| Exercise text |

The sector was a reliable performer while interest rates remained low and large-scale remote work was a notion instead of a reality.

Now office property values are sliding as occupancy rates sit at half of pre-COVID levels. Remote work is the new reality. Interest rates are rising along with maintenance and repair costs. 

Recently, even reliable property giants such as Columbia Property Trust have defaulted on loans tied to office buildings. (See “Office Tower Owner Defaults on $1.7 Billion in Mortgages,” 28 Feb 2023 ).

Life insurance companies hold about 15 percent of the $4.5 trillion in loans against commercial real estate, Moody’s Analytics reported.

About 15 percent of life insurance firms are cutting back their investments in office real estate, three times more than a year ago, according to a new survey by Goldman Sachs Asset Management.

“We don’t want to invest that capital until” property valuations stabilize, officials at Principal Financial Group, an Iowa insurance company, said in a March call with investors.

Insurance firms are shutting their wallets at the same time that banks are tightening their lending in the wake of the collapse of Signature and Silicon Valley banks.

Banks are building their cash reserves against increases in customer withdrawals and in expectation of tighter regulations around cash cushions.

| Work task A |
According to the office real estate text, what share of the $4.5 trillion in loans against commercial real estate do life insurance companies hold?
| Work task B |
Please turn the paragraph in the office real estate text that begins "Now office property values are sliding" into a bulleted list that keeps its main facts.
| Work task C |
Translate this sentence from the office real estate text into Spanish: "Banks are building their cash reserves against increases in customer withdrawals and in expectation of tighter regulations around cash cushions."

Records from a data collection
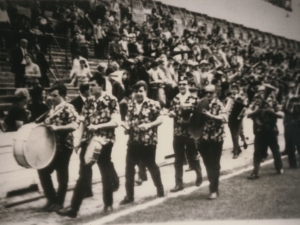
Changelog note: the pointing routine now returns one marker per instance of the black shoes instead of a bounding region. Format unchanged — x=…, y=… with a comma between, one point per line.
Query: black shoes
x=67, y=212
x=126, y=200
x=88, y=194
x=177, y=188
x=46, y=207
x=253, y=176
x=54, y=208
x=108, y=209
x=160, y=192
x=198, y=181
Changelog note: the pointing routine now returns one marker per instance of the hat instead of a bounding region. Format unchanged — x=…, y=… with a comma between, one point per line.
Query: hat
x=210, y=88
x=204, y=62
x=154, y=64
x=139, y=84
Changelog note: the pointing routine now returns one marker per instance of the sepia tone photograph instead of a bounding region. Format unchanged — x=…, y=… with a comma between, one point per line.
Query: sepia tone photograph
x=149, y=112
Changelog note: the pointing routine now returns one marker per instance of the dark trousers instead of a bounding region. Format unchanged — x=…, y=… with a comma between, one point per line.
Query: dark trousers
x=235, y=127
x=262, y=141
x=20, y=80
x=292, y=141
x=211, y=152
x=84, y=170
x=182, y=145
x=107, y=171
x=99, y=49
x=146, y=155
x=60, y=164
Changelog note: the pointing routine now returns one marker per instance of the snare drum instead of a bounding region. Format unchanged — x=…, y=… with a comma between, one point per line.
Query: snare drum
x=34, y=146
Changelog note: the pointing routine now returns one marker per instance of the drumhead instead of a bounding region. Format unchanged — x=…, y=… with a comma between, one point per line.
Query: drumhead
x=40, y=147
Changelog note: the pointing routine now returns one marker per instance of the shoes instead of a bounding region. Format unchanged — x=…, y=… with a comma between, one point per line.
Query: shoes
x=177, y=188
x=253, y=176
x=46, y=207
x=54, y=208
x=116, y=184
x=160, y=192
x=213, y=196
x=138, y=182
x=280, y=171
x=126, y=200
x=198, y=181
x=283, y=153
x=67, y=212
x=88, y=194
x=108, y=209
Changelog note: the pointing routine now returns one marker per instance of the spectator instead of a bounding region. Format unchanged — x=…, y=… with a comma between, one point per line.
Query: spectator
x=99, y=35
x=32, y=72
x=36, y=107
x=17, y=115
x=81, y=75
x=18, y=63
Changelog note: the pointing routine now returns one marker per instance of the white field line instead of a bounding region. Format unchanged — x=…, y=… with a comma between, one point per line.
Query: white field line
x=158, y=201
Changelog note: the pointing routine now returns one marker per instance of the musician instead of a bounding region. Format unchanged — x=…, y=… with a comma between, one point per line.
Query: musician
x=264, y=112
x=235, y=119
x=101, y=117
x=62, y=120
x=78, y=104
x=291, y=125
x=181, y=108
x=211, y=141
x=142, y=120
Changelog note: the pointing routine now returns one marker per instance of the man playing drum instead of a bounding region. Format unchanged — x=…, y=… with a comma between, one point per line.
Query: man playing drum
x=181, y=109
x=62, y=120
x=101, y=117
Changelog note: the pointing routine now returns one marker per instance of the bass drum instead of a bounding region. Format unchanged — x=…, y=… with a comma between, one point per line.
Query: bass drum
x=34, y=146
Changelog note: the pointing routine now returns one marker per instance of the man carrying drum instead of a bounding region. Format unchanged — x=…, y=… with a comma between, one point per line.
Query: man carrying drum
x=101, y=117
x=182, y=106
x=62, y=120
x=211, y=140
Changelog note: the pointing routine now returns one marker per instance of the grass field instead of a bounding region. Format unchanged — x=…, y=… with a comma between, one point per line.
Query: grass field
x=270, y=197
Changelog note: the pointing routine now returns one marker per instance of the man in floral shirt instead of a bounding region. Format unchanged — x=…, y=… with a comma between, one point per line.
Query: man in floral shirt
x=264, y=113
x=62, y=120
x=101, y=117
x=181, y=109
x=211, y=141
x=142, y=120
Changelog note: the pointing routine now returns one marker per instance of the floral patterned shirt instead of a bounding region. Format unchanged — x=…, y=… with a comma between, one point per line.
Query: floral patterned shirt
x=150, y=111
x=263, y=121
x=97, y=111
x=214, y=129
x=63, y=114
x=183, y=112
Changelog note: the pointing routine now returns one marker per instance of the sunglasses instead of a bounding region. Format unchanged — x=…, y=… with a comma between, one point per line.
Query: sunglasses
x=182, y=84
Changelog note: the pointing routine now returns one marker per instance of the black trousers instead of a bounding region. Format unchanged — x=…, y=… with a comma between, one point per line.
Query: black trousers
x=60, y=164
x=235, y=127
x=20, y=80
x=292, y=141
x=99, y=49
x=262, y=141
x=182, y=145
x=107, y=171
x=211, y=152
x=146, y=155
x=85, y=171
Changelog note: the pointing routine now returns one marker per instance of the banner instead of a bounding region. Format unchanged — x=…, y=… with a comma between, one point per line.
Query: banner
x=4, y=16
x=24, y=11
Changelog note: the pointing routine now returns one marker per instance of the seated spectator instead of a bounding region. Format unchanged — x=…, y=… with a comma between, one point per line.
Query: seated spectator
x=17, y=115
x=76, y=63
x=81, y=75
x=32, y=72
x=36, y=106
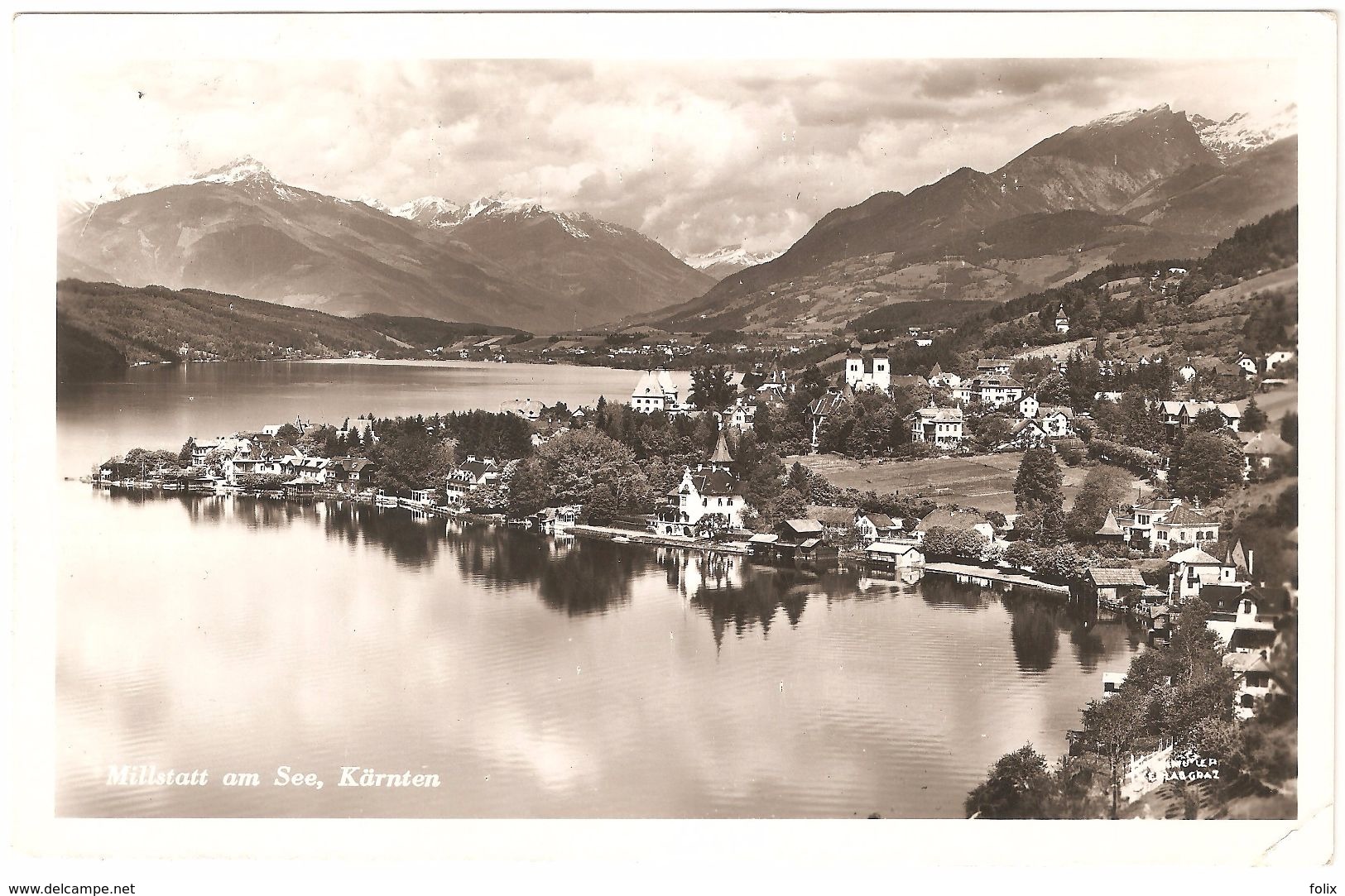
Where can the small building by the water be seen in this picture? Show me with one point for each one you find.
(1115, 586)
(896, 554)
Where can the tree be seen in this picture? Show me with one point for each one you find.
(1254, 419)
(1018, 786)
(712, 525)
(1289, 428)
(602, 506)
(1114, 726)
(1209, 420)
(712, 388)
(1037, 485)
(800, 481)
(1205, 464)
(531, 489)
(1104, 487)
(579, 462)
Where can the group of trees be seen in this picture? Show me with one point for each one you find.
(1179, 692)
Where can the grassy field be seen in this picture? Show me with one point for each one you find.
(983, 482)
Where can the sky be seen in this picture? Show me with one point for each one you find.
(697, 155)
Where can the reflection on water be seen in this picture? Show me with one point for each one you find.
(538, 677)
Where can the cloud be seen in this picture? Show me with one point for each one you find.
(694, 154)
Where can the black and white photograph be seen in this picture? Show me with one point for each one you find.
(787, 432)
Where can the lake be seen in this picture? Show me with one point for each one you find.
(534, 677)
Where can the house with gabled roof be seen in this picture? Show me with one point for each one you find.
(1254, 677)
(957, 520)
(710, 489)
(993, 367)
(1194, 569)
(473, 474)
(656, 391)
(1058, 421)
(1110, 530)
(1022, 435)
(1115, 587)
(824, 406)
(873, 526)
(1184, 525)
(867, 369)
(940, 427)
(996, 391)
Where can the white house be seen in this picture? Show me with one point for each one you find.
(996, 392)
(469, 475)
(1276, 358)
(656, 392)
(742, 414)
(867, 370)
(1192, 569)
(897, 554)
(875, 526)
(1254, 677)
(940, 427)
(946, 380)
(1061, 320)
(1056, 423)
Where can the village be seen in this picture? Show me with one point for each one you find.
(706, 470)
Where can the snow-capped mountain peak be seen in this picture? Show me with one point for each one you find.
(736, 256)
(374, 204)
(432, 212)
(237, 171)
(1242, 132)
(1118, 118)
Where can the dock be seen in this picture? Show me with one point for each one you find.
(607, 533)
(989, 577)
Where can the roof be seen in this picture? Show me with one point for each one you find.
(1015, 429)
(1244, 664)
(1184, 515)
(1194, 556)
(891, 548)
(832, 515)
(803, 526)
(938, 414)
(1110, 526)
(1125, 576)
(710, 482)
(828, 403)
(950, 520)
(996, 382)
(1265, 443)
(880, 521)
(721, 453)
(477, 468)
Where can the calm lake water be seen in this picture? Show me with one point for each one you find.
(536, 678)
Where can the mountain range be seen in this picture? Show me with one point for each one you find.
(1146, 183)
(240, 230)
(1129, 186)
(728, 260)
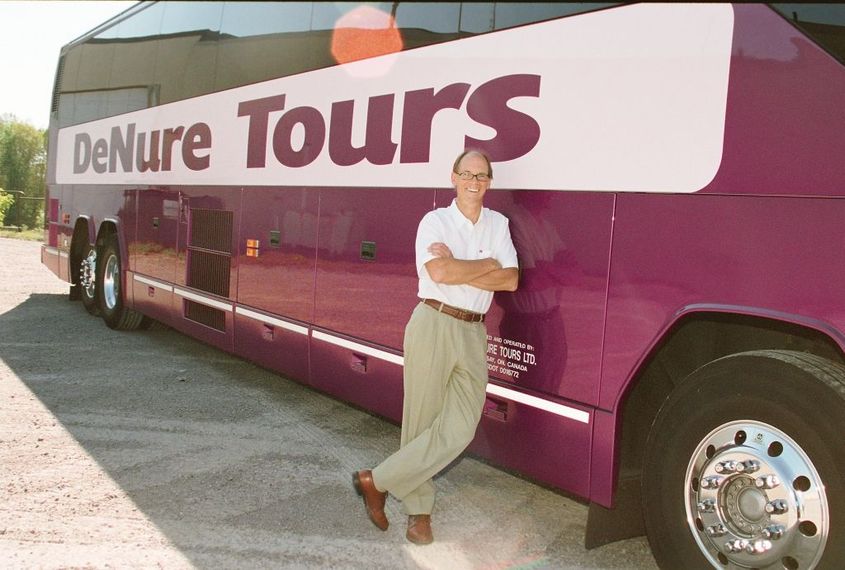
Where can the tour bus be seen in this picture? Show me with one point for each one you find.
(253, 174)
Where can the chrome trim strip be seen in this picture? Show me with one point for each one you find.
(153, 282)
(535, 402)
(271, 320)
(203, 300)
(380, 354)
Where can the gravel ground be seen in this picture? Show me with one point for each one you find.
(151, 450)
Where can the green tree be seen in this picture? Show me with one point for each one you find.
(23, 166)
(6, 201)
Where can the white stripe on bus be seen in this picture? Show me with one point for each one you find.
(493, 389)
(540, 403)
(380, 354)
(271, 321)
(203, 300)
(153, 283)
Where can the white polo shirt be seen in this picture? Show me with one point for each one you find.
(489, 237)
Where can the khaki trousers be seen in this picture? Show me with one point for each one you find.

| Solution A |
About 15 percent, as reported by Moody's Analytics.

| Solution B |
- Office property values are sliding.
- Occupancy rates are at half of pre-COVID levels.
- Remote work is the new reality.
- Interest rates are rising, and so are maintenance and repair costs.

| Solution C |
Los bancos están aumentando sus reservas de efectivo ante el incremento de los retiros de los clientes y en previsión de regulaciones más estrictas sobre los colchones de liquidez.